◆ **Supplied data**:
[Begin]

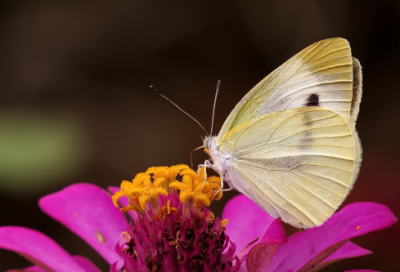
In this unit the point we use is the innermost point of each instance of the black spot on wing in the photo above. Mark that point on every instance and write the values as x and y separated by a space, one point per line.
312 100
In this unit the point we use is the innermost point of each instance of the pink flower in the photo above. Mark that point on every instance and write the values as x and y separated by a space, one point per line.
156 242
309 250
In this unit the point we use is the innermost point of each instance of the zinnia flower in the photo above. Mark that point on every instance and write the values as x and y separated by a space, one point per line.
168 231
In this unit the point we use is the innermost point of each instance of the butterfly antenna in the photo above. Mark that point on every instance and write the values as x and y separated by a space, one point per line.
191 155
214 106
176 106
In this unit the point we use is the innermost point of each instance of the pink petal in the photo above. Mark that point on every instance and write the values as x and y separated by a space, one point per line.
348 250
308 248
33 268
88 211
260 255
86 264
37 248
247 221
81 261
362 270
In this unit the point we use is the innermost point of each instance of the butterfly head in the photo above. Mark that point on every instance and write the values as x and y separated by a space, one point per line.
207 143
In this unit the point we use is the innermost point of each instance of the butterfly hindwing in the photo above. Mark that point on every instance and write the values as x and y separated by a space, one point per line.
299 164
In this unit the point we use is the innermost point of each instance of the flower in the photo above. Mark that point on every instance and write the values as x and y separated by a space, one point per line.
309 250
177 232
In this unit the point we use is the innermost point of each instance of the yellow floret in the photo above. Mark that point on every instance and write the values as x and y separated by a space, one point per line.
146 187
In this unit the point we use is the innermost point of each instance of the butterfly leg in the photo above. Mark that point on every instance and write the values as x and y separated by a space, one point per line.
207 164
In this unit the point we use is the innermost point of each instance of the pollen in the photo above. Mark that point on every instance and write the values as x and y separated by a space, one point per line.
196 188
145 189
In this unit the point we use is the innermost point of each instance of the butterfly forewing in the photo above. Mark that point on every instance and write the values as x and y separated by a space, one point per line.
298 164
321 75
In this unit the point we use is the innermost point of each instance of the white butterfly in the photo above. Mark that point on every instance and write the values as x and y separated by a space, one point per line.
290 144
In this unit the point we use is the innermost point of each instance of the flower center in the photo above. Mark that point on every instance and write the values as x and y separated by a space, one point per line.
172 229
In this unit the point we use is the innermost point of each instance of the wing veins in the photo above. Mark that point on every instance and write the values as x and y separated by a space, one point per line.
282 197
282 182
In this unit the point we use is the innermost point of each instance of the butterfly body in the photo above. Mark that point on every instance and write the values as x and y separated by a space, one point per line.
290 144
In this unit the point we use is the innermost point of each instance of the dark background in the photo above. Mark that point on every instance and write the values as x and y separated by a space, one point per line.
75 104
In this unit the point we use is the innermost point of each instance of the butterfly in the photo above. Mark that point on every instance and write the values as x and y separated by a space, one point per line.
290 144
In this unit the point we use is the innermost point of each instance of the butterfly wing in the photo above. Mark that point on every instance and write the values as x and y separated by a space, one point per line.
298 164
324 74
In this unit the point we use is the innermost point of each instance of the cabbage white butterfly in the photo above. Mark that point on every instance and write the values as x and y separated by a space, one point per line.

[End]

◆ **Task directions**: Extract, verbatim, the lines from the one containing "the butterfly wing" through the last line of the listing above.

◆ **Response to the task**:
In this unit the point we use is the innermost point of each instance of the butterfly wing in the photo above. Mark that point on every instance and write the values as x and y separated by a space, one point per line.
298 164
324 74
In this unit the point we use is the innermost point of each instance of the cabbage white butterfly in the photo above. Mark that point on every instance and write the values as x and y separated by a space, one point per line.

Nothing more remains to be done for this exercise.